— begin RECORDS FOR THE TASK —

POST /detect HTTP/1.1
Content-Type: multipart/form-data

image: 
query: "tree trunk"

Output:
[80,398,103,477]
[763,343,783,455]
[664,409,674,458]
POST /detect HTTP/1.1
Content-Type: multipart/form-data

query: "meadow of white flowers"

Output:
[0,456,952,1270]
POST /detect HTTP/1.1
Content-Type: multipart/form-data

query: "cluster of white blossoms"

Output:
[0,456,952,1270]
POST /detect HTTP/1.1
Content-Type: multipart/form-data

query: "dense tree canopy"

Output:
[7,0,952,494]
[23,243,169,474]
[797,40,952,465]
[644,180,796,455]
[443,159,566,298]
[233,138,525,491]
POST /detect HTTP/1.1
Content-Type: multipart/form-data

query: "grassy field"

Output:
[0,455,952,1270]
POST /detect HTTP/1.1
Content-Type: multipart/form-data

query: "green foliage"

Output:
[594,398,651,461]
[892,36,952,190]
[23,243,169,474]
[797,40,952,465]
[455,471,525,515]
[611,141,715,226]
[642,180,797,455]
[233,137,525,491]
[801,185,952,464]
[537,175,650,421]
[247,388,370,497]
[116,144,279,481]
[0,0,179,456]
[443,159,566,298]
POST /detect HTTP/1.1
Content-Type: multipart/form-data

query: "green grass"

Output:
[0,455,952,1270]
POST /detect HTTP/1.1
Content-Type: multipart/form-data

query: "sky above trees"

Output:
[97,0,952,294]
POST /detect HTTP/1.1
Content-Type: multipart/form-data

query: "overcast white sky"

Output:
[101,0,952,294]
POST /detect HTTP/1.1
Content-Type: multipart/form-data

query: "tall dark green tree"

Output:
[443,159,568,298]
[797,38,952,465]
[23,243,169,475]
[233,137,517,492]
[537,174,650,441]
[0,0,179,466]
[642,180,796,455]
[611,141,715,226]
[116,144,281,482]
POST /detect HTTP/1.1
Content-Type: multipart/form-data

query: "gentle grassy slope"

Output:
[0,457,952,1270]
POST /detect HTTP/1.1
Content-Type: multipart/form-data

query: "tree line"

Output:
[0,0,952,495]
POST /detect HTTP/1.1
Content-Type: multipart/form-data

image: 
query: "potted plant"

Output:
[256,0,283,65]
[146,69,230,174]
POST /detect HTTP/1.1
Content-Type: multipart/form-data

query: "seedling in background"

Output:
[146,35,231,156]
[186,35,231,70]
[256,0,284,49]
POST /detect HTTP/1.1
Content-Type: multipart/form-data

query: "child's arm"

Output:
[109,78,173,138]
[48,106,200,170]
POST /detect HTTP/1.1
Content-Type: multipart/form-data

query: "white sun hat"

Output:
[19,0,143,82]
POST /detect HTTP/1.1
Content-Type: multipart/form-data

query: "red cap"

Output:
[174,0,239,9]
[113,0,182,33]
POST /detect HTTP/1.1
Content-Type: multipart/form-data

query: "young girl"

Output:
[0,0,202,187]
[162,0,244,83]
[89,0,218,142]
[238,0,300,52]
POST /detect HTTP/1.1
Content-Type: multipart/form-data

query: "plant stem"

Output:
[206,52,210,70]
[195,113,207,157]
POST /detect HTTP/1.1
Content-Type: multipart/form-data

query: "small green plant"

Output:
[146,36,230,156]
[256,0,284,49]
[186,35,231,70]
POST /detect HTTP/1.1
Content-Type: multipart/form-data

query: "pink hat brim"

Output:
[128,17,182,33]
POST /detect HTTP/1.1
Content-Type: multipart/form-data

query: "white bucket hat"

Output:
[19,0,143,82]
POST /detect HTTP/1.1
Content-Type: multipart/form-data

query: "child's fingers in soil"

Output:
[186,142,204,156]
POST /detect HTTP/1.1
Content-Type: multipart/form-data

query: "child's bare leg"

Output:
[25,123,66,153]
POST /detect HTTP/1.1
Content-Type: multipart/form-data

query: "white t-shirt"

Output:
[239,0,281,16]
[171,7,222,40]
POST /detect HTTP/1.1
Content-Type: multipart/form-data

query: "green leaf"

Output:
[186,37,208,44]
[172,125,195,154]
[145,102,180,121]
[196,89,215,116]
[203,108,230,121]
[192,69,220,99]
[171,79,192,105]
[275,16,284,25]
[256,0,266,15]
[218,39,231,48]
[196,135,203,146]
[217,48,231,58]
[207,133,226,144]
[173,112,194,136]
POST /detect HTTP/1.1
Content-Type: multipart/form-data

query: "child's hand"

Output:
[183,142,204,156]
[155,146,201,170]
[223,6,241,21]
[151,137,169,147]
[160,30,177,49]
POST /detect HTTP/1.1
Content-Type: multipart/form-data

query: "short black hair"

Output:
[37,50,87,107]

— end RECORDS FOR THE TASK —
— begin RECORDS FOR THE TASK —

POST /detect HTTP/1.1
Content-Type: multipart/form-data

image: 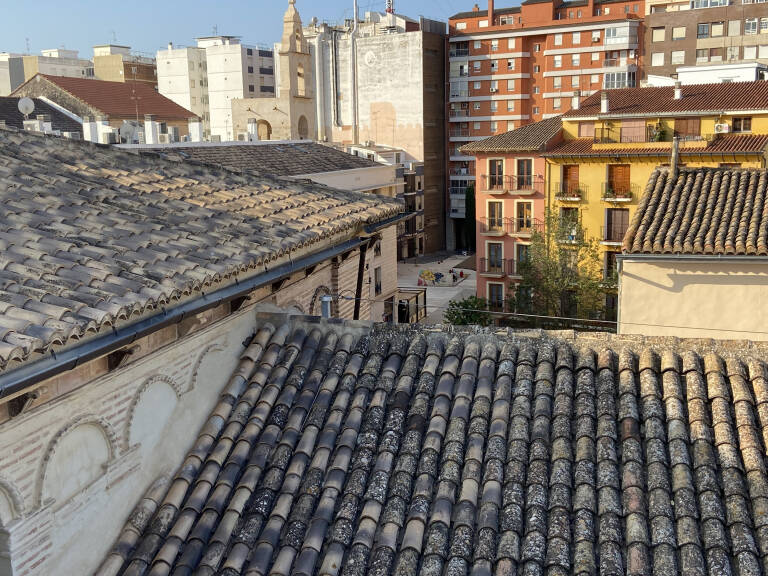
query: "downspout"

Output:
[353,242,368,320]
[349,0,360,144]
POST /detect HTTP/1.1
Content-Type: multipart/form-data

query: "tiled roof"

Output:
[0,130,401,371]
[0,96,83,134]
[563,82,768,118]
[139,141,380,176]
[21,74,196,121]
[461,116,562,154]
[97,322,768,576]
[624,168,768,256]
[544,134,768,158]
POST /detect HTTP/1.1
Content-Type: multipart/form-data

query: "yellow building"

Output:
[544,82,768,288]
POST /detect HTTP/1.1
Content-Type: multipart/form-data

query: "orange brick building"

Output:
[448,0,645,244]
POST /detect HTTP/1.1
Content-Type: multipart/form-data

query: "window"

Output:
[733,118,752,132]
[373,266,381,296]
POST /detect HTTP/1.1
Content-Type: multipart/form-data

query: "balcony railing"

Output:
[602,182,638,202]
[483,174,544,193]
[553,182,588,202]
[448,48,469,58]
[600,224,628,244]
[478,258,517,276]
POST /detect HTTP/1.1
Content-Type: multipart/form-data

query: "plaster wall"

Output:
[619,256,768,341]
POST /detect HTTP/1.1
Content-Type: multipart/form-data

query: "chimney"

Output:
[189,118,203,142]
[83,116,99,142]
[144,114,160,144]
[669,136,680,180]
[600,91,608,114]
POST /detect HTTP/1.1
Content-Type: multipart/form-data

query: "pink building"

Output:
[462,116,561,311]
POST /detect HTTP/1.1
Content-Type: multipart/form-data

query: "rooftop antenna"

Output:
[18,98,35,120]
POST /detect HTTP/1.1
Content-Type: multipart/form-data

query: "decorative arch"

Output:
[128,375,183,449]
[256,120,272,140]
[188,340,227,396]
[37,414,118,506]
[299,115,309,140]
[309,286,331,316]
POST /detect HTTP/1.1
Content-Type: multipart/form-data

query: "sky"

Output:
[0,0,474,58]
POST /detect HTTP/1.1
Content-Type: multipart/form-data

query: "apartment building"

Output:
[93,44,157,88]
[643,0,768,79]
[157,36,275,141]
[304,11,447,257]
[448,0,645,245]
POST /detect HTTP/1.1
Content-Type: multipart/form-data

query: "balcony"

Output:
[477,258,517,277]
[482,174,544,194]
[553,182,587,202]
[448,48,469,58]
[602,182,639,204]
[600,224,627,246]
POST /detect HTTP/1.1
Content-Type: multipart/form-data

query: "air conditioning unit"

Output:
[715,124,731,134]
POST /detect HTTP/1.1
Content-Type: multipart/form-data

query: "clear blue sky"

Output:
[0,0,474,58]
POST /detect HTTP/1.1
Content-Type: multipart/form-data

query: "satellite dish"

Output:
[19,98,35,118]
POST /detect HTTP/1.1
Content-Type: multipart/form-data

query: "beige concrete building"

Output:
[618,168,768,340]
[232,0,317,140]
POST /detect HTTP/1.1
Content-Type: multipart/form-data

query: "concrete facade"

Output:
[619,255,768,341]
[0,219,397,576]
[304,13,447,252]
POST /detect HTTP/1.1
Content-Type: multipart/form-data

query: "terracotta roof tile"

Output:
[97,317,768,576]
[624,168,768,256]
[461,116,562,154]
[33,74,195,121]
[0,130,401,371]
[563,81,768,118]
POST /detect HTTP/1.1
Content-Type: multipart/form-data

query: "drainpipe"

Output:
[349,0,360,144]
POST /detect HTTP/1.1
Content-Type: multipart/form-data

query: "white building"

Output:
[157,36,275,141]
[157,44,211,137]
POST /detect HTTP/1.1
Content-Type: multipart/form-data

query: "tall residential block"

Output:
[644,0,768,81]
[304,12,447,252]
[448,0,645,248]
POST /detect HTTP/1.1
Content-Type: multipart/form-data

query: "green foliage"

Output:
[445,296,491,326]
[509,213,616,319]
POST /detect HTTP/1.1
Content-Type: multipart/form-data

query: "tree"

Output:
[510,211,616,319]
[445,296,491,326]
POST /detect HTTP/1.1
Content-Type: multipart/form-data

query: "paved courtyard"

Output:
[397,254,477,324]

— end RECORDS FOR THE TASK —
— begin RECORDS FOR THE TASK —

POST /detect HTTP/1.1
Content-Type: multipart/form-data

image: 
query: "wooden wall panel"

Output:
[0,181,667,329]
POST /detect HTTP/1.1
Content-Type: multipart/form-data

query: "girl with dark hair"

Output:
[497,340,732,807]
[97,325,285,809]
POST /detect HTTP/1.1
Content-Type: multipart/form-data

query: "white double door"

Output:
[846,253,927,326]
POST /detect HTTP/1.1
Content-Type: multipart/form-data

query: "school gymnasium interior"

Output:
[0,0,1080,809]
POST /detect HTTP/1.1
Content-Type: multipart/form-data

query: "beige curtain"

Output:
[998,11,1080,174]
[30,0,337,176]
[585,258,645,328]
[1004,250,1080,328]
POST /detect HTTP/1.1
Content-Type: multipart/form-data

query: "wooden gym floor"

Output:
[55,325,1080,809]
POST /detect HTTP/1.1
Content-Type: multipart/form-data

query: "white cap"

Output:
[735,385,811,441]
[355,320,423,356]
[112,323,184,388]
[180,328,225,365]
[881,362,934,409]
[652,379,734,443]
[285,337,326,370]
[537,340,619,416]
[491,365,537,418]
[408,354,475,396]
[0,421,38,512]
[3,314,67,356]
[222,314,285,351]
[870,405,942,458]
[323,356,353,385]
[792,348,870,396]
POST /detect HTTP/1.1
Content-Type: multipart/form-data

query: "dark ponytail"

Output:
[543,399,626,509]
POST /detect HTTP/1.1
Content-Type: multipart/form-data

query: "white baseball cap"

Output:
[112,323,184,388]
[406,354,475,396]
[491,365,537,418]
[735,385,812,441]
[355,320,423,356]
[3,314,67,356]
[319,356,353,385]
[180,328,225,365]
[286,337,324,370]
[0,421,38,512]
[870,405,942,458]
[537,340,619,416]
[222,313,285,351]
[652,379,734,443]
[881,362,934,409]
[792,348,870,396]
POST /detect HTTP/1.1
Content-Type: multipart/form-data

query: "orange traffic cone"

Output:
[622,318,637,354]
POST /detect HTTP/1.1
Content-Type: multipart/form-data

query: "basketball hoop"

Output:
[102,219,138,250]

— end RECORDS FOR THE TASK —

TO BE DONE: Identify each line in the records above that contains the word "grassy", and copy those lines out.

WRITTEN RESPONSE:
query: "grassy field"
query: "gentle grassy slope"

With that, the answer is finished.